Take the line containing "Each instance receives a single keypoint. Tag the seashell" as the first and the last line of the records below as the end, and please set down only what lies between them exactly, both ends included.

══ PROVIDED INFORMATION ══

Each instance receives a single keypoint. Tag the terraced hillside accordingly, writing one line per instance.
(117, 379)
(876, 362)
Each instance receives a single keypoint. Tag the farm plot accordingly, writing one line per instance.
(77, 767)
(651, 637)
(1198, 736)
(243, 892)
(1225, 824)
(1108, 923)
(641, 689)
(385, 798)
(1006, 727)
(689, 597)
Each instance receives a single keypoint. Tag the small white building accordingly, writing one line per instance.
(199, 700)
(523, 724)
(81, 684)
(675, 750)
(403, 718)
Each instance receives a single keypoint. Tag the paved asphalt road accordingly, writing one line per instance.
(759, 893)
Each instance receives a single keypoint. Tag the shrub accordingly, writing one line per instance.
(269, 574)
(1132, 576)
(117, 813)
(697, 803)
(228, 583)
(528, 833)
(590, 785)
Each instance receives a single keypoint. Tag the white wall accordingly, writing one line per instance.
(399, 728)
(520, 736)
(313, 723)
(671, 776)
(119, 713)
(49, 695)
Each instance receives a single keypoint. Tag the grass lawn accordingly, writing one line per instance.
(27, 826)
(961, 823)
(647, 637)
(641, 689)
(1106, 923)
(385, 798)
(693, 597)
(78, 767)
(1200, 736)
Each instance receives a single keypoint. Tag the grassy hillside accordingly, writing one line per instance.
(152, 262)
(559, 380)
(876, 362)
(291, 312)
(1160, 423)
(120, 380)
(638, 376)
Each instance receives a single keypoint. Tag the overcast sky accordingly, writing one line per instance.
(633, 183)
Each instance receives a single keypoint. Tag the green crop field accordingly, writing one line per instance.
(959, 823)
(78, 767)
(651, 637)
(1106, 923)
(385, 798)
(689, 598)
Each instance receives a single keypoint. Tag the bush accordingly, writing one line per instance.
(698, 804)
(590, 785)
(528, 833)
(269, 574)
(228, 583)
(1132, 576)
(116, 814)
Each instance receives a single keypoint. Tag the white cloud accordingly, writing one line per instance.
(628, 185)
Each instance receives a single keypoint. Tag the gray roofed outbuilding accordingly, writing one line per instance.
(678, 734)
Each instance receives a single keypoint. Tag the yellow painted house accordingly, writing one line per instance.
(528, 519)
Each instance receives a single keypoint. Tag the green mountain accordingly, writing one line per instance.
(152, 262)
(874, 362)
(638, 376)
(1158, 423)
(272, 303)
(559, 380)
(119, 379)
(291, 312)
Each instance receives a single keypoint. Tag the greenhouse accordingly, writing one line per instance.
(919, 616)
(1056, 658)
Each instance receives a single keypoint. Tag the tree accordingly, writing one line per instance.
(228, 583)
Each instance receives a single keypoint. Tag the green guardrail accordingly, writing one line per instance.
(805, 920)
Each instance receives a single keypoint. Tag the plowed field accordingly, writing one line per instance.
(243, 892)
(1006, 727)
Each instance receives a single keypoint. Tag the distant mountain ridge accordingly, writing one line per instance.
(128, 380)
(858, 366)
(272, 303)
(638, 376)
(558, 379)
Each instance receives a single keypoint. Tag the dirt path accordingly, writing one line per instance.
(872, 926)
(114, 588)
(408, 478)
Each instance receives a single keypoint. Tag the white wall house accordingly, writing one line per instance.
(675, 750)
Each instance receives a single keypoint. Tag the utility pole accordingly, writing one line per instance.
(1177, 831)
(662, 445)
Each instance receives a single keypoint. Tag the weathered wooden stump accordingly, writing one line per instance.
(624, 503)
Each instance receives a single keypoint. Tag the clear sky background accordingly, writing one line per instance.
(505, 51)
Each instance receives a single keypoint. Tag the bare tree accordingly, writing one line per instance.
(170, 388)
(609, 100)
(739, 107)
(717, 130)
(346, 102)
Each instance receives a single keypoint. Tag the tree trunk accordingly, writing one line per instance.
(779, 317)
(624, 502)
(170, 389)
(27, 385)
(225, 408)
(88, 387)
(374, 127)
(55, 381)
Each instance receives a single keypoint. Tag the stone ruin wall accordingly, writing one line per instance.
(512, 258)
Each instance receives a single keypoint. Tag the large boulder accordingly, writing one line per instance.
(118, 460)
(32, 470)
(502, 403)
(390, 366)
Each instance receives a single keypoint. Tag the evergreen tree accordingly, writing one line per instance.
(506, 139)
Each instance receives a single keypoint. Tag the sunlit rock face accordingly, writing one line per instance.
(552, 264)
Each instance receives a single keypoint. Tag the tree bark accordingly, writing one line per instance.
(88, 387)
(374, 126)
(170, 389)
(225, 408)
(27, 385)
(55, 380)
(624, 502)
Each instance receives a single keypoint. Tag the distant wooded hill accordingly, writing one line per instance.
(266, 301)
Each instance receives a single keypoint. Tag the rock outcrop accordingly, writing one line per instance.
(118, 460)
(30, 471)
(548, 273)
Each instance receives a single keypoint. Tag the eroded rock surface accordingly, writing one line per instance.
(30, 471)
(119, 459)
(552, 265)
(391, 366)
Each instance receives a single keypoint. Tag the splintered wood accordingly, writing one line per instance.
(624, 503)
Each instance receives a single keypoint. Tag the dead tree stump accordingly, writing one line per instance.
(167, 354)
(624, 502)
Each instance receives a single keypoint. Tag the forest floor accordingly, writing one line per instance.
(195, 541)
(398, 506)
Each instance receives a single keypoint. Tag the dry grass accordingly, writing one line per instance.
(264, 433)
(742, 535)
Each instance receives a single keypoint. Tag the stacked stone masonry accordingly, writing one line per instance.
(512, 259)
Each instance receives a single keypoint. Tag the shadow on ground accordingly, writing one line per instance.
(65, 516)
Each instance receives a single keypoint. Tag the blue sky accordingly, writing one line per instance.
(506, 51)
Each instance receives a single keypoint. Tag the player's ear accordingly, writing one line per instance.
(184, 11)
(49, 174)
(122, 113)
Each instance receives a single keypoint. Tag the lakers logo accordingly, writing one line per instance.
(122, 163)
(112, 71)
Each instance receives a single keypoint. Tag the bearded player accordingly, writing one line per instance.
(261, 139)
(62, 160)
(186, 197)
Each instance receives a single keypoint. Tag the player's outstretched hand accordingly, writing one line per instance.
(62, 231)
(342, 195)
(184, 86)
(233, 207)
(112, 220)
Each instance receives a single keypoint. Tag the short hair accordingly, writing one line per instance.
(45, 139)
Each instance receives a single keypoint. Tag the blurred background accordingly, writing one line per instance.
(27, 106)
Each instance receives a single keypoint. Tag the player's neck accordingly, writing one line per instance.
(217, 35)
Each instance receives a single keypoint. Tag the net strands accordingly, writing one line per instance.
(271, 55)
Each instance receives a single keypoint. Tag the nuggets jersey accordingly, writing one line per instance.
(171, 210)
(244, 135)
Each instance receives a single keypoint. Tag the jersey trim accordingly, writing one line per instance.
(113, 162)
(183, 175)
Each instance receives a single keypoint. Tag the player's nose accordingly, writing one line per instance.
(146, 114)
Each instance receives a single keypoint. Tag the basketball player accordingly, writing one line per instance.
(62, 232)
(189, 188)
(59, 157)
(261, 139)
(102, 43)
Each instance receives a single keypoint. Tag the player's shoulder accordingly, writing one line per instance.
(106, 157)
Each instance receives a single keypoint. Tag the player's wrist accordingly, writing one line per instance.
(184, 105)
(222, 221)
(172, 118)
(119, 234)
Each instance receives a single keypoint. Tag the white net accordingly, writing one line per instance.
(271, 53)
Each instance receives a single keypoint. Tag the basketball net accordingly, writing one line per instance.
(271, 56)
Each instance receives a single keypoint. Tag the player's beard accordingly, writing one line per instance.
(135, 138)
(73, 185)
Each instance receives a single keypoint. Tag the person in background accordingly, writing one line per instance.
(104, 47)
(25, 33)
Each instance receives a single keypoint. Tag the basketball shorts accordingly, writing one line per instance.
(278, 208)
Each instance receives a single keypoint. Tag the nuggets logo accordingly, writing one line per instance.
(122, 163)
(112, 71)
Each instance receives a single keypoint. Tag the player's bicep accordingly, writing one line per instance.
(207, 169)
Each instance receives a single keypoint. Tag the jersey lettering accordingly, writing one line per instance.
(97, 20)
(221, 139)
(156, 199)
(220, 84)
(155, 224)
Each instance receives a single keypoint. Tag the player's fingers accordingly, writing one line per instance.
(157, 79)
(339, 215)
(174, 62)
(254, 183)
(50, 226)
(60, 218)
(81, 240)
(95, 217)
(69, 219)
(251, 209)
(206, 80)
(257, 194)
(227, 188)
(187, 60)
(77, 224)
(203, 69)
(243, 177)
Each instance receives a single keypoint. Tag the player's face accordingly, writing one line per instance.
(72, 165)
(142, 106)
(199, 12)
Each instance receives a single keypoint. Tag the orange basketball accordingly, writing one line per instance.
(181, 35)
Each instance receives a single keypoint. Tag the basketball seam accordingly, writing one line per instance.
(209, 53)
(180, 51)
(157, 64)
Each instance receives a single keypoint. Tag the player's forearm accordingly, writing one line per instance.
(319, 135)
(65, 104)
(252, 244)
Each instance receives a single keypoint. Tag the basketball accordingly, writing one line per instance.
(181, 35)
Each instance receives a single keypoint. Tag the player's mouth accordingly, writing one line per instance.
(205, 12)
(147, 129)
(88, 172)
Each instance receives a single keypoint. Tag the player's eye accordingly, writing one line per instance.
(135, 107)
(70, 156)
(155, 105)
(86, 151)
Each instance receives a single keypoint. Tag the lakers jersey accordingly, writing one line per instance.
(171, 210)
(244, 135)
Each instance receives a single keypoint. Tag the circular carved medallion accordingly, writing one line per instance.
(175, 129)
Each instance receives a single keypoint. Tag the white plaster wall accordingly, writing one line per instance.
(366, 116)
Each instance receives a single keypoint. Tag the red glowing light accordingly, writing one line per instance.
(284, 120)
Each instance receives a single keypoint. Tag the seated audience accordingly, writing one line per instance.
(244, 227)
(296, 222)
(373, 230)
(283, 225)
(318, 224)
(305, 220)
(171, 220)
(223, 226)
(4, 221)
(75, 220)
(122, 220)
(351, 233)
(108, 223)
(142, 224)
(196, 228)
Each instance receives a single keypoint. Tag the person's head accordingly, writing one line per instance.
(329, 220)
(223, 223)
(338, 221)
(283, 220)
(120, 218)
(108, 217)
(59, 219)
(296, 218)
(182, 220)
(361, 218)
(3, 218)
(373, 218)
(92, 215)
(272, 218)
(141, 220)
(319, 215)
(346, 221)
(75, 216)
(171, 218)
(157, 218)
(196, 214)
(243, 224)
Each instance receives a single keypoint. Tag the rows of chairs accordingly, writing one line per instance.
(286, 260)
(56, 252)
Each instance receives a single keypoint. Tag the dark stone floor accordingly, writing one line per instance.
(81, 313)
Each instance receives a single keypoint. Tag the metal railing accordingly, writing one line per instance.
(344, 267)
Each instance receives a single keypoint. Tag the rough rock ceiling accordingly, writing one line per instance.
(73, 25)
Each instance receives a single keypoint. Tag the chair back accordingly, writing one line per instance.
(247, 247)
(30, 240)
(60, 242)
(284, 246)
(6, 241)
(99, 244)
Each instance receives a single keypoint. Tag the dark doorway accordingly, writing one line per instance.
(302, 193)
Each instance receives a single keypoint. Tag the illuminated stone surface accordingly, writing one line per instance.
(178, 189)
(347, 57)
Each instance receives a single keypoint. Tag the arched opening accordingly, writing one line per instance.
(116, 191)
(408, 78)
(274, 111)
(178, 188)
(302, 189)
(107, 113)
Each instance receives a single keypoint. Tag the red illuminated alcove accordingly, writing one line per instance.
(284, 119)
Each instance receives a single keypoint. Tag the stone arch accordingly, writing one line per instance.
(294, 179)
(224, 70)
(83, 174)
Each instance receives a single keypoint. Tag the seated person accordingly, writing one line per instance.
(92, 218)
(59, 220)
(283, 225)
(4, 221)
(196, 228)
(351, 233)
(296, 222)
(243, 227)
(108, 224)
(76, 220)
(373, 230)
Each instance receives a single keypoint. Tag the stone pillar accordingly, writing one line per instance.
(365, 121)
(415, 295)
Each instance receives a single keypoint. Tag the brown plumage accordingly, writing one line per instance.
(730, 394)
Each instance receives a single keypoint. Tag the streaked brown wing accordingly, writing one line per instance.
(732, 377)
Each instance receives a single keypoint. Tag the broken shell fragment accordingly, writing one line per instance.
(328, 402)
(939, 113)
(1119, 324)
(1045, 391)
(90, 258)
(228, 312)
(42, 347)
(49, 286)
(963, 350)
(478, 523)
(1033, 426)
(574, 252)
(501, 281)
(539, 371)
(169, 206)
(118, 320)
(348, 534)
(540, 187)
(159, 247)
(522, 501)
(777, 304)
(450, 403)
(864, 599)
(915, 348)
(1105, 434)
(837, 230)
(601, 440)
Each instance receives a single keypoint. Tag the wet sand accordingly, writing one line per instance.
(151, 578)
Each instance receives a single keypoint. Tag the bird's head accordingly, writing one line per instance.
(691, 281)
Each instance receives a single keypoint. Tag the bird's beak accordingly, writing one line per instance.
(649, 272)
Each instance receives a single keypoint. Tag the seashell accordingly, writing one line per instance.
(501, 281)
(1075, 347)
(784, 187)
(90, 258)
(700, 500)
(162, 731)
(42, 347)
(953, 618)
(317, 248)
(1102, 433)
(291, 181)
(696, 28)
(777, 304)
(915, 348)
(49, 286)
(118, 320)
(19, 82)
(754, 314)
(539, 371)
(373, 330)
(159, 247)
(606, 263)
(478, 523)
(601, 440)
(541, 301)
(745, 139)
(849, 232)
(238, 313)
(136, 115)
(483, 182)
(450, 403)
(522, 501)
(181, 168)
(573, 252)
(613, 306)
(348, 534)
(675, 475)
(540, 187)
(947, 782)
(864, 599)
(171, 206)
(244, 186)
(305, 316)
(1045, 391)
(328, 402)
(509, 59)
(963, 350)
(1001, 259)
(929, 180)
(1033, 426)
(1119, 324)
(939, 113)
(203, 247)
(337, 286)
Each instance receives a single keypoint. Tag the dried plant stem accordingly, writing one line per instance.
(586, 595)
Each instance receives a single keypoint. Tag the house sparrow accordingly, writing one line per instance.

═══

* _SOLUTION FOR THIS PROBLEM_:
Each instance receives a single keypoint. Tag the seashell accordingly, writing one line per instance.
(501, 281)
(1075, 347)
(784, 187)
(90, 258)
(700, 500)
(162, 731)
(42, 347)
(953, 618)
(317, 248)
(1102, 433)
(291, 181)
(696, 28)
(777, 304)
(915, 348)
(49, 286)
(118, 320)
(19, 82)
(754, 314)
(539, 371)
(373, 330)
(159, 247)
(606, 263)
(478, 523)
(601, 440)
(541, 301)
(745, 139)
(849, 232)
(238, 313)
(136, 115)
(483, 182)
(450, 403)
(522, 501)
(181, 168)
(573, 252)
(613, 306)
(348, 534)
(675, 475)
(540, 187)
(947, 782)
(864, 599)
(171, 206)
(244, 186)
(305, 316)
(1045, 391)
(328, 402)
(509, 59)
(963, 350)
(1001, 259)
(929, 180)
(1033, 426)
(1119, 324)
(939, 113)
(203, 247)
(337, 286)
Each instance receives a single keypoint. Tag the dried plant stem accordingly, writing one line per instance.
(586, 595)
Each instance receives a single keypoint. Tag the house sparrow accordingly, writing one line per instance.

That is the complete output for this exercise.